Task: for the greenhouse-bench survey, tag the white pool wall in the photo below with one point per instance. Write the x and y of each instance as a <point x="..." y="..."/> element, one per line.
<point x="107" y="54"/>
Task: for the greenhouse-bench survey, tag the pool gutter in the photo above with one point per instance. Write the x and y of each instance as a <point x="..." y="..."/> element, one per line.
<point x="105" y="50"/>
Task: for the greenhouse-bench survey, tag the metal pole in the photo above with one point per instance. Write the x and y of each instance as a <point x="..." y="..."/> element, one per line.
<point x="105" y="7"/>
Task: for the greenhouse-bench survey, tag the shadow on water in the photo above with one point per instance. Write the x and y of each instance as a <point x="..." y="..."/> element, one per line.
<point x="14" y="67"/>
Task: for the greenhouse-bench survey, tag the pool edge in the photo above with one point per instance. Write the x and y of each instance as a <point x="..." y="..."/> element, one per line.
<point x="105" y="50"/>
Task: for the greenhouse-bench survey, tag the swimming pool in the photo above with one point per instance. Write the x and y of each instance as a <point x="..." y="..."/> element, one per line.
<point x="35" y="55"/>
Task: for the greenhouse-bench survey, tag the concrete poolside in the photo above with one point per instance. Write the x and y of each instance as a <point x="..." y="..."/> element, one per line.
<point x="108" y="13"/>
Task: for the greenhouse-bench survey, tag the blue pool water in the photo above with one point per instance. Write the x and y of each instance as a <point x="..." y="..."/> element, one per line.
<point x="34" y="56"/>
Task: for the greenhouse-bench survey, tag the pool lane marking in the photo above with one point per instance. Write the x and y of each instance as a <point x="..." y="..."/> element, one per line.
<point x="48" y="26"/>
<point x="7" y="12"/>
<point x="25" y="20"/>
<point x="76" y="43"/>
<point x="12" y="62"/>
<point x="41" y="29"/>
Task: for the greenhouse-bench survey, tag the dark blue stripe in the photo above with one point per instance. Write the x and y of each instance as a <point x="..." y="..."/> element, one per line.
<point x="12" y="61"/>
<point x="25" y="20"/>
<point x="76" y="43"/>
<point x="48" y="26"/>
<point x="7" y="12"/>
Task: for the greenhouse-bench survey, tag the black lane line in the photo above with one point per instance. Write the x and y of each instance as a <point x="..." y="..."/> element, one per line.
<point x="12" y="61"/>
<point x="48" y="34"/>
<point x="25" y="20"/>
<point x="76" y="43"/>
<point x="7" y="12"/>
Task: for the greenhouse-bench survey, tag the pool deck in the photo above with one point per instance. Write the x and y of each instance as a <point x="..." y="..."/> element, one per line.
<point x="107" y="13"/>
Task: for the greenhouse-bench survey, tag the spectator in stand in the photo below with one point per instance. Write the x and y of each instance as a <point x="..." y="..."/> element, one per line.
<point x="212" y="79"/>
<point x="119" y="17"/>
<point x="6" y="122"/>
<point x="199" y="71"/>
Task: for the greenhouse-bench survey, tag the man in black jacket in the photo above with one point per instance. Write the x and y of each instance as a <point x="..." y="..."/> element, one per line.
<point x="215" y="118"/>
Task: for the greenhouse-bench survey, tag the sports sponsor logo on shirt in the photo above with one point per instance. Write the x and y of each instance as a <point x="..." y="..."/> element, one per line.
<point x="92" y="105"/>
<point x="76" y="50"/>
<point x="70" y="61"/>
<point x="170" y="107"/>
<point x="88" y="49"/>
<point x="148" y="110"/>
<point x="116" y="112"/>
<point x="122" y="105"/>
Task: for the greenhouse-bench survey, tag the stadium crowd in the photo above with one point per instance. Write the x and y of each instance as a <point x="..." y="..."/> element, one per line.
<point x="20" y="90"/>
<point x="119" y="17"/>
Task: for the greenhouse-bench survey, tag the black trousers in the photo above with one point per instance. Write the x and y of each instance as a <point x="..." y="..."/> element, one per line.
=======
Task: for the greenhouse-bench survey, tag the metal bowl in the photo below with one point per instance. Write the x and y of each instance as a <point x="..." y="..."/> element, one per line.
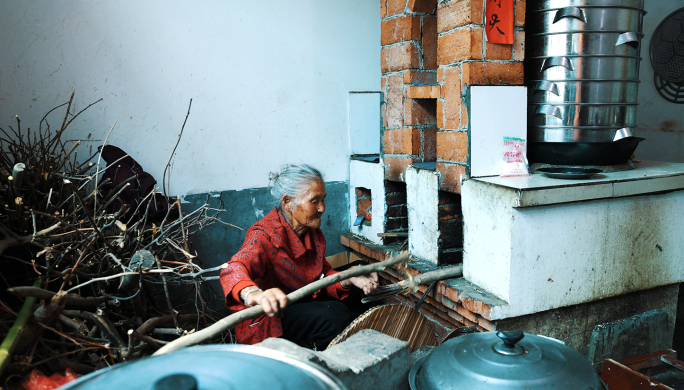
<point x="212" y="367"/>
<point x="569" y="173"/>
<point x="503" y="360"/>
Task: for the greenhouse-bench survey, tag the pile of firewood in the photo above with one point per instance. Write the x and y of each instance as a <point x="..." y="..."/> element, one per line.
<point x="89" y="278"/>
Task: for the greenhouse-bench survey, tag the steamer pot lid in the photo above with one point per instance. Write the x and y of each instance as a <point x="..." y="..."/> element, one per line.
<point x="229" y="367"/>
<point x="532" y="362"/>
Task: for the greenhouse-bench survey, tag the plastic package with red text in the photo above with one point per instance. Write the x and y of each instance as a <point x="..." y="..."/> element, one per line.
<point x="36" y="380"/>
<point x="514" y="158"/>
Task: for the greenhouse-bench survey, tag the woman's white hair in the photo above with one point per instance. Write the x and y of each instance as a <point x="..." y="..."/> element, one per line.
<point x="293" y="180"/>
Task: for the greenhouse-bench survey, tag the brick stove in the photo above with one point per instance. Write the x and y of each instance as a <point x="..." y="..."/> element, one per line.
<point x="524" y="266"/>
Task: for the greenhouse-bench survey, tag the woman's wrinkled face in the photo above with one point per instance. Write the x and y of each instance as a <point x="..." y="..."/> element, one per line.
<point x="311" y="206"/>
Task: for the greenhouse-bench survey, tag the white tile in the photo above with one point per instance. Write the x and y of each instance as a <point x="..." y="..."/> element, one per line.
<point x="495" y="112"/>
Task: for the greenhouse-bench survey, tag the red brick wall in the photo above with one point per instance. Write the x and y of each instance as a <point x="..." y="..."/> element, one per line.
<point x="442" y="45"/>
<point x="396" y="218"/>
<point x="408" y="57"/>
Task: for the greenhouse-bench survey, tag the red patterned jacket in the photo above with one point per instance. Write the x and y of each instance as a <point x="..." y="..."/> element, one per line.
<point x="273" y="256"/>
=======
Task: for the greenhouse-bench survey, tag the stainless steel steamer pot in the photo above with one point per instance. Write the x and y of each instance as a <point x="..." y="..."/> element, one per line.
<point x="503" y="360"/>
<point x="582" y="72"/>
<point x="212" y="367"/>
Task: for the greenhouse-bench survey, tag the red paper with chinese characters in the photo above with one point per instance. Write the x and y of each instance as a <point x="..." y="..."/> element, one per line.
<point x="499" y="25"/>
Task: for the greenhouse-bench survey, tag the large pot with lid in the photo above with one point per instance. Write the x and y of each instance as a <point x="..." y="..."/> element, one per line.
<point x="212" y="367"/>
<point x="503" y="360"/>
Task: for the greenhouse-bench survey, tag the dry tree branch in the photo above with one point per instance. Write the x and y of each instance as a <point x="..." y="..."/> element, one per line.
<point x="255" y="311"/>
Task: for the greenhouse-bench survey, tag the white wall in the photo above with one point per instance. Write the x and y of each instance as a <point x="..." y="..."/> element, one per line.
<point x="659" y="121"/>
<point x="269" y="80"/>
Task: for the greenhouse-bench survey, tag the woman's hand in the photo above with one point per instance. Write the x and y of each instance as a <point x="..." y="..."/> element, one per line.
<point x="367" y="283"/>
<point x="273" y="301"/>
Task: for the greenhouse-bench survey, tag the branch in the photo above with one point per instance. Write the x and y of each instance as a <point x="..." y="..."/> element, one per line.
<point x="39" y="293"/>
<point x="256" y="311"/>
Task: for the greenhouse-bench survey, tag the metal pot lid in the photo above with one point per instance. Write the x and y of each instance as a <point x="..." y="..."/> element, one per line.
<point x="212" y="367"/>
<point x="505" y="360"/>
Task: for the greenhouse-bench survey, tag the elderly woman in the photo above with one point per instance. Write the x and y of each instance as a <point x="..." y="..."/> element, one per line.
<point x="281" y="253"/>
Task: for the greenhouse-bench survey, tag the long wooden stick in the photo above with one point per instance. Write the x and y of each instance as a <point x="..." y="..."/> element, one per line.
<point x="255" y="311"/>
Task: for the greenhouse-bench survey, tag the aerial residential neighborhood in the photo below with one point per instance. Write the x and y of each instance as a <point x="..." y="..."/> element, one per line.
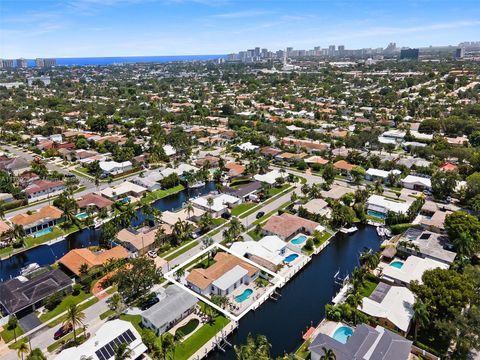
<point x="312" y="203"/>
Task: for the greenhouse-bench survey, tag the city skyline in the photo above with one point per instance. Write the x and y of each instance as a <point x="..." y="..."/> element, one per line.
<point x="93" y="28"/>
=======
▸ WHAT YOU ARE ASKED TO DO: The entries above hold a line with "Task: for the greenhouse-bench survey, tag the spectator" and a later line with "Task: for the greenhouse-bench survey, tag the black trousers". Write out exactly those lines and all lines between, nothing more.

▸ EXPECTED ANSWER:
Task: for the greenhouse-bench survey, tag the spectator in stand in the photo below with one point per instance. Write the x and y of each instance as a <point x="..." y="..."/> element, one per line.
<point x="212" y="79"/>
<point x="119" y="17"/>
<point x="6" y="122"/>
<point x="199" y="71"/>
Task: for the greenhouse-bench survey, tag the man in black jacket in the photo above with one point per instance. Write the x and y of each instance as a <point x="..." y="..."/> element, one per line.
<point x="215" y="118"/>
Task: for the greenhouse-bench survey, tag the sports sponsor logo on shirt in the photo above with one point per instance. Write the x and y of each instance as a <point x="..." y="..."/> element, one per line.
<point x="92" y="105"/>
<point x="76" y="50"/>
<point x="70" y="61"/>
<point x="170" y="107"/>
<point x="88" y="49"/>
<point x="148" y="110"/>
<point x="116" y="112"/>
<point x="122" y="105"/>
Task: for the greenhouse-bench survey, tag the stadium crowd in the photo above with one point per instance. Write the x and y of each instance as a <point x="..." y="..."/> element, one per line.
<point x="20" y="90"/>
<point x="119" y="17"/>
Task: for the greenhouse-bench survey, tag the black trousers in the photo above with one point per instance. Write the x and y of each instance as a <point x="..." y="..."/> element, one per line.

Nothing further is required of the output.